Exercise requirements
Edit the records from their start through the line containing "251], [29, 42]]", inclusive, so that "thin branch" is replaced by "slender branch" and everything else stays the same. Return only those lines, and omit the pictures.

* Start *

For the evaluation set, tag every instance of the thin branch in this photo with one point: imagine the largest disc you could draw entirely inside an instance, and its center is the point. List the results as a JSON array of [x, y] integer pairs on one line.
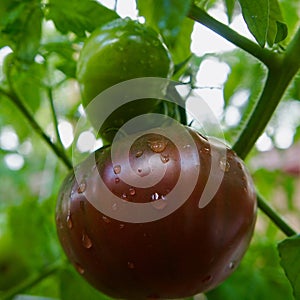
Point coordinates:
[[275, 217], [32, 281], [54, 117], [265, 56], [23, 109]]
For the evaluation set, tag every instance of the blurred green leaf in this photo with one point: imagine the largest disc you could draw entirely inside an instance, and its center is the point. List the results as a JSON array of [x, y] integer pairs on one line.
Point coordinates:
[[229, 5], [256, 15], [264, 20], [169, 18], [30, 89], [257, 277], [79, 16], [73, 287], [20, 27], [289, 251], [29, 42]]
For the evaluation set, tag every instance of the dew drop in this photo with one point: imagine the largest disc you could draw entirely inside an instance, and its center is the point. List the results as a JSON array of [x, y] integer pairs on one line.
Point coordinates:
[[224, 164], [157, 146], [114, 207], [207, 279], [159, 201], [82, 205], [231, 265], [132, 191], [106, 219], [131, 265], [155, 196], [205, 150], [86, 241], [143, 172], [139, 153], [81, 187], [79, 268], [186, 146], [164, 158], [69, 221], [117, 169]]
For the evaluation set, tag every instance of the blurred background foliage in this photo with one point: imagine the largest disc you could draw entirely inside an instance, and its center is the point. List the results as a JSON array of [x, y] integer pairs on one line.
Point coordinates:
[[42, 74]]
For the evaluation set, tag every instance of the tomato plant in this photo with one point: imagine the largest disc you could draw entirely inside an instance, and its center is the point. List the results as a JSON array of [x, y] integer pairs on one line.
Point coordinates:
[[56, 56], [143, 260]]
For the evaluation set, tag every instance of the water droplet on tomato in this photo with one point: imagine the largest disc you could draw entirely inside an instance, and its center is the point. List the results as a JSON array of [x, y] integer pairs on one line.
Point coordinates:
[[86, 241], [69, 221], [157, 145], [224, 164], [143, 172], [164, 158], [132, 191], [82, 205], [205, 150], [155, 196], [106, 219], [117, 169], [131, 265], [114, 207], [81, 187], [159, 201], [139, 153], [231, 265], [79, 268], [207, 279]]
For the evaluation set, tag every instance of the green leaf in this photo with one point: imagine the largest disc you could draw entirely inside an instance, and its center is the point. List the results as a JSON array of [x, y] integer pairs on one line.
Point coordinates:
[[30, 89], [168, 17], [289, 251], [20, 27], [79, 16], [73, 286], [256, 15], [264, 21], [29, 41], [229, 4]]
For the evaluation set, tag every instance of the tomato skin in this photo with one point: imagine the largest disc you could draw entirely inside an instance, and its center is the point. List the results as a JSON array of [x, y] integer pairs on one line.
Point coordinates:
[[187, 252], [118, 51]]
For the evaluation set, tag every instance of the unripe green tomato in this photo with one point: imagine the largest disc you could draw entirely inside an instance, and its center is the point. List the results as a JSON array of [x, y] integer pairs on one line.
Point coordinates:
[[121, 50]]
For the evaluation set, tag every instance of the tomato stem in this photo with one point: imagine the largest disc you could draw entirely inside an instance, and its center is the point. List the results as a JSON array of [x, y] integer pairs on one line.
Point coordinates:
[[264, 55], [279, 76], [275, 217], [54, 117], [23, 109]]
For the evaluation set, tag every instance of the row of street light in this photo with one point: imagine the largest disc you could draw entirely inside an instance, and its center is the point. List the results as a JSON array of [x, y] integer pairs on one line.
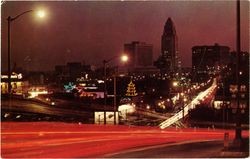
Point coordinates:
[[42, 14]]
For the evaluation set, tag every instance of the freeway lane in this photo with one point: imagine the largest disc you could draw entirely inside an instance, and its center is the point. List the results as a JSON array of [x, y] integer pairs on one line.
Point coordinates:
[[51, 139], [26, 106]]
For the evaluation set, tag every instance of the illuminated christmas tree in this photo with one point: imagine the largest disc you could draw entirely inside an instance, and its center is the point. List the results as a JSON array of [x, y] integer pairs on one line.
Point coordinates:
[[131, 90]]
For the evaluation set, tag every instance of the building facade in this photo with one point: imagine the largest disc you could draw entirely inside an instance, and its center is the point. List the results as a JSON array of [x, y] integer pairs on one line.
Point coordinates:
[[208, 61], [140, 54], [168, 61]]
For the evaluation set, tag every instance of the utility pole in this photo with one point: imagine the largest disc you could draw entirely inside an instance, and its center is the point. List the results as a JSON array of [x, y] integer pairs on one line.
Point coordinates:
[[238, 137]]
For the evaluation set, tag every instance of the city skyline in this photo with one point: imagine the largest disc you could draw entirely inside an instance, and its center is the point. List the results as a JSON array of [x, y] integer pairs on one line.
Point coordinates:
[[87, 31]]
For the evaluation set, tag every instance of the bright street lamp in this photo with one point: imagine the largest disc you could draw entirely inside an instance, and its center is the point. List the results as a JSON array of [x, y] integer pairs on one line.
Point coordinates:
[[124, 58], [40, 14]]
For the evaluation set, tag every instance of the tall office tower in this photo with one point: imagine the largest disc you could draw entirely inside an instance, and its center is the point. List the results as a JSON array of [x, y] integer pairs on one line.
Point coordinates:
[[168, 61], [208, 60], [140, 54]]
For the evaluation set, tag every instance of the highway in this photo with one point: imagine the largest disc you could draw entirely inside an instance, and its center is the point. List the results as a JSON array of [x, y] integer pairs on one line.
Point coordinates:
[[26, 109], [202, 96], [63, 140]]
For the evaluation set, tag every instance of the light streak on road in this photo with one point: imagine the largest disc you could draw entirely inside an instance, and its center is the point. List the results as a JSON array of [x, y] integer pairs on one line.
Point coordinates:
[[179, 115], [64, 140]]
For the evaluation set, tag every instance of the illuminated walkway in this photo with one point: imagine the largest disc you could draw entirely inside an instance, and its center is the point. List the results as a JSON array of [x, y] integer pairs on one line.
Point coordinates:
[[179, 115]]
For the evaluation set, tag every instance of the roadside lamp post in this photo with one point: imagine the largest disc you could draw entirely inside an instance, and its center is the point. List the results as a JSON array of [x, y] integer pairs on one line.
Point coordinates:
[[238, 136], [40, 14], [124, 58]]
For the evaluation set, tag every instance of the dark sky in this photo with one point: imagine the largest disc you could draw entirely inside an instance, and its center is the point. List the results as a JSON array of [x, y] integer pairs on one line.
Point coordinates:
[[93, 31]]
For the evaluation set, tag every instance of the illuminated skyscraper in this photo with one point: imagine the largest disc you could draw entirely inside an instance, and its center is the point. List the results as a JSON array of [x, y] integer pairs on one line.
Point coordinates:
[[168, 61]]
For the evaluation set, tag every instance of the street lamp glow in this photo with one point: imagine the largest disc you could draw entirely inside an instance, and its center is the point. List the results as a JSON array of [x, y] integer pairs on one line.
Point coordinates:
[[124, 58], [175, 84], [41, 14]]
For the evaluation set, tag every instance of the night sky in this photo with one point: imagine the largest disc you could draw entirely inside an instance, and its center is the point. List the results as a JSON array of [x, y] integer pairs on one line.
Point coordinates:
[[94, 31]]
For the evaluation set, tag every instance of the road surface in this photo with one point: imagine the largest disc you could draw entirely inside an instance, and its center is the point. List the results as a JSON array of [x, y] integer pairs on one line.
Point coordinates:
[[63, 140]]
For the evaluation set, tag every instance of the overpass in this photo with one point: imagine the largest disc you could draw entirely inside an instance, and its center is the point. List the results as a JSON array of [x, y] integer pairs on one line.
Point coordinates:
[[179, 115]]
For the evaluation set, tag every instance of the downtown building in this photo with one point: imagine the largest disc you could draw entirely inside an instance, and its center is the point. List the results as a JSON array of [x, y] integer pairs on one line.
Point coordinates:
[[168, 61], [140, 57], [207, 61]]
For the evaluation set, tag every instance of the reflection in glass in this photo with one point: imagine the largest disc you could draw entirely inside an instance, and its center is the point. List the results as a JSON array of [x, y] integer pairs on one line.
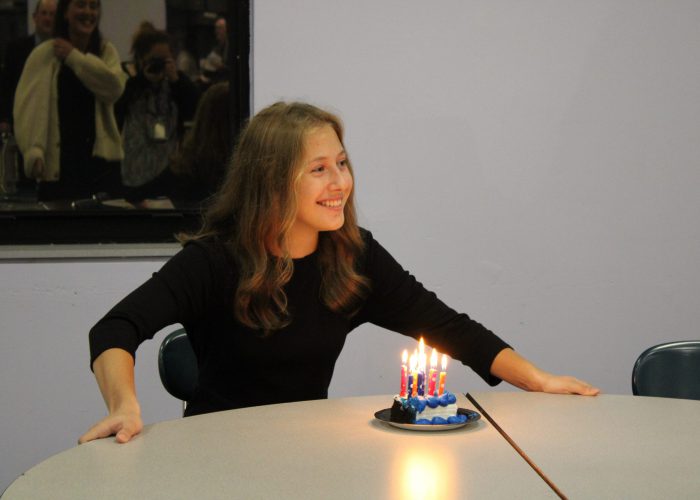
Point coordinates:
[[198, 35]]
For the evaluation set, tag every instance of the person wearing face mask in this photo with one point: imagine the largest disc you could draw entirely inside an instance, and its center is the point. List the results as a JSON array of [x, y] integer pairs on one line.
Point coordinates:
[[151, 113], [64, 107], [16, 55], [276, 278]]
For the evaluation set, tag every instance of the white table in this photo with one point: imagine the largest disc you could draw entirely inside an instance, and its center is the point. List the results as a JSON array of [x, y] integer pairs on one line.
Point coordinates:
[[609, 446], [315, 449]]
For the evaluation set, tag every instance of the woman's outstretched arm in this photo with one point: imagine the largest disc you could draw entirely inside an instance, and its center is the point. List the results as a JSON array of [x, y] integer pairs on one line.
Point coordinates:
[[114, 371], [516, 370]]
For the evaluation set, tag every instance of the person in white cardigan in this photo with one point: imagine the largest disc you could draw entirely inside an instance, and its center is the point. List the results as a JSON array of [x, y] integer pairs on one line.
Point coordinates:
[[63, 110]]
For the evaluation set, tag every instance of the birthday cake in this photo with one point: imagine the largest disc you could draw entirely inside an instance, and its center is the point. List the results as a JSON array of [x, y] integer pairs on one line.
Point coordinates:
[[423, 399], [426, 410]]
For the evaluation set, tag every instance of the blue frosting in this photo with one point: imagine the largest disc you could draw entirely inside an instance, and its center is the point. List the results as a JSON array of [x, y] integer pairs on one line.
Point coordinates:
[[420, 403], [457, 419]]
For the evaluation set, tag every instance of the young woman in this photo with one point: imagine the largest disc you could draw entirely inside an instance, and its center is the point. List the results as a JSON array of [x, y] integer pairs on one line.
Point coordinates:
[[63, 110], [157, 101], [276, 278]]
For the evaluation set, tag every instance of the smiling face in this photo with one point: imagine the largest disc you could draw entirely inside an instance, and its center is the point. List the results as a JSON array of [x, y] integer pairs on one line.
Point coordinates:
[[323, 186], [82, 17]]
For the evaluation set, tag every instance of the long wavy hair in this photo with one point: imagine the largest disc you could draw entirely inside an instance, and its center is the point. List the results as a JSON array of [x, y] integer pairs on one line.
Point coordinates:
[[256, 206], [61, 29]]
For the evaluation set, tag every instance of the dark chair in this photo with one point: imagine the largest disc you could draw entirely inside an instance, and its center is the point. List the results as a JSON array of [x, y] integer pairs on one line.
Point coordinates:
[[177, 365], [670, 370]]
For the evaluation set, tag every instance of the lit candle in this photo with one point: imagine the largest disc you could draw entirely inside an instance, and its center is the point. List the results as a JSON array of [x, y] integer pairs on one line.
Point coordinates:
[[404, 373], [414, 375], [432, 375], [421, 367], [443, 375]]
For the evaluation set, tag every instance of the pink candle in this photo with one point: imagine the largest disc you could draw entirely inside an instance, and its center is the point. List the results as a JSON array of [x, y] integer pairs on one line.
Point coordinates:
[[413, 384], [443, 375], [432, 374], [404, 374]]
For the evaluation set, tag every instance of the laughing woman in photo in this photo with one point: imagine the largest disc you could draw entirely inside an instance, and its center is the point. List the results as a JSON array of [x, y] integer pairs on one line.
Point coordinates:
[[63, 110]]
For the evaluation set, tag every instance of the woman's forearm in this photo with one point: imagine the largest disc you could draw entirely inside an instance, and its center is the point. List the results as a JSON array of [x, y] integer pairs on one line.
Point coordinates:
[[114, 371], [518, 371]]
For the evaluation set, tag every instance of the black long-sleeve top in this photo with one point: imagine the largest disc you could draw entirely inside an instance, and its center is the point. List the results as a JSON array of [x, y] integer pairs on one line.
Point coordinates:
[[239, 367]]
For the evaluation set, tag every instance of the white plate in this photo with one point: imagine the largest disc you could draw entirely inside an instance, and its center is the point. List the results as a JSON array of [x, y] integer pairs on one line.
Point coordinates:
[[385, 416]]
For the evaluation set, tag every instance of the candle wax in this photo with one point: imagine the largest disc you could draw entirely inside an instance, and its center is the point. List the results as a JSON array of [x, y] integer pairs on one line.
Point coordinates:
[[404, 381]]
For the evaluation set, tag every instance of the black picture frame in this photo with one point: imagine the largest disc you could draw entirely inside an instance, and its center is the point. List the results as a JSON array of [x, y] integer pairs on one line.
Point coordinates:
[[105, 225]]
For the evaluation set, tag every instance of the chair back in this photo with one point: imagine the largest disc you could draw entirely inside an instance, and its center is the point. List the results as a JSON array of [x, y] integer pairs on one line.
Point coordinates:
[[177, 365], [670, 370]]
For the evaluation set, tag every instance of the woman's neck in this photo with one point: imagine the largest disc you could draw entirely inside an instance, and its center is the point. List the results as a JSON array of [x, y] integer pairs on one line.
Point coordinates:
[[298, 245], [80, 41]]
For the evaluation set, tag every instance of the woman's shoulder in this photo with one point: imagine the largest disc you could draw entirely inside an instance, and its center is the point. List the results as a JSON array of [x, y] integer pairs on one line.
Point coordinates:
[[42, 52]]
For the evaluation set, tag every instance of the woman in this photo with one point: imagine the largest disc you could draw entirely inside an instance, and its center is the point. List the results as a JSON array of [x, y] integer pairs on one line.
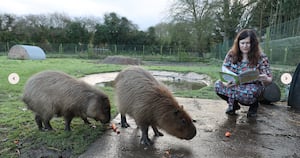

* End *

Exercise result
For the evaluation set, tag every instance of the slender branch in this photo with one point: imagine the largest disc you could draw entirely inside an instance, and its center is the point. List the results as a JSON array of [x, y] integer pairs on one line.
Point coordinates:
[[275, 217], [32, 281], [54, 117], [265, 56], [23, 109]]
For the evaluation set, tag every instance of the blurred green leaf in this photo with one point: imagine the largest disc you could draw entirely inside an instance, and its center is the point. List the results as a JSON array of [x, y] integer pairs on one line.
Point coordinates:
[[229, 5], [256, 15], [264, 20], [169, 18], [30, 89], [257, 277], [79, 16], [73, 287], [20, 27], [289, 251], [29, 42]]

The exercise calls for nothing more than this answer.